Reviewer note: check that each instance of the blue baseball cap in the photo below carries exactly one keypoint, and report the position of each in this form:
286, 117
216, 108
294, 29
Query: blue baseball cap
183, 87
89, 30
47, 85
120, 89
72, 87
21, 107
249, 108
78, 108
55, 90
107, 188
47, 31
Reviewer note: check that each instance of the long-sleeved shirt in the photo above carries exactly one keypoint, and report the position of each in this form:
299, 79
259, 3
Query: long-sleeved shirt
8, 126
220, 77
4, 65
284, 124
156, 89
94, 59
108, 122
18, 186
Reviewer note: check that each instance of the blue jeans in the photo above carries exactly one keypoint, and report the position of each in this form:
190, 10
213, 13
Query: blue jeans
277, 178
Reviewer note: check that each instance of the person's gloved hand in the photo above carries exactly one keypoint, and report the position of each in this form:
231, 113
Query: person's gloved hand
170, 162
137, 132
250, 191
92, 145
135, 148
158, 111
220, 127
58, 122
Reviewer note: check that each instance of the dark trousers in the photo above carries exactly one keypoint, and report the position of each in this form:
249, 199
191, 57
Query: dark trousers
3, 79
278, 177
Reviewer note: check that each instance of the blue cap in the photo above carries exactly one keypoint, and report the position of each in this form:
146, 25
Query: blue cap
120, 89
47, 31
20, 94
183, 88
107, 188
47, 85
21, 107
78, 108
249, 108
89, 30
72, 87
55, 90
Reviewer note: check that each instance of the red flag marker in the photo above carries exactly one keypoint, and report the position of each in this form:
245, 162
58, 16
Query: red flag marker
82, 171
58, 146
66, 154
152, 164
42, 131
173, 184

· · ·

Please copy every one of the items above line for line, with no changes.

§ **OUTPUT OF THE TASK**:
Reviewer note: check that each instance of the blue baseball cap in the photo below carries exactly one keypoint, and report the position of each in this form:
286, 117
216, 108
294, 29
Query: blue baseball cap
183, 87
89, 30
47, 85
120, 89
72, 87
21, 107
249, 108
78, 108
55, 90
107, 188
47, 31
Reviewer note: check that each instance of the long-sleeved shirt in the photo above carries exactly one keypoint, and report the position of each in this form:
299, 79
259, 3
Query: long-sleeved shirt
8, 126
220, 77
4, 65
284, 124
156, 89
94, 59
108, 122
18, 186
Reviewer note: check that each instance of the blue jeans in the photo above carries exactly one keypoint, and report the position of each in this form:
190, 10
213, 13
Query: blue jeans
277, 178
Reviewer note: check that each instance of the person's gloved hand in the photo above carries exactly one keypoint, and report the position of each in this form:
231, 113
Query: person's gloved hand
170, 162
137, 132
250, 191
92, 145
135, 148
158, 111
220, 127
58, 122
Reviewer note: check that each instance of the dark trousers in the photo above carries exactly one keypoint, and report the position of each in this form:
249, 199
191, 57
Query: dark trousers
3, 79
278, 177
Reviewer note: check that each instance of the blue cap in the photo above carries exactly one keypoint, and report the position of each in this form:
146, 25
Query: blue cap
120, 89
47, 31
20, 94
183, 88
107, 188
47, 85
21, 107
78, 108
249, 108
89, 30
72, 87
55, 90
Reviewer note: check that each instance of the red flag marker in the photo above carries exactly one keypoint, and report the position of each in this form:
245, 162
58, 16
Query: red flag marker
82, 171
58, 146
66, 154
152, 164
42, 131
173, 184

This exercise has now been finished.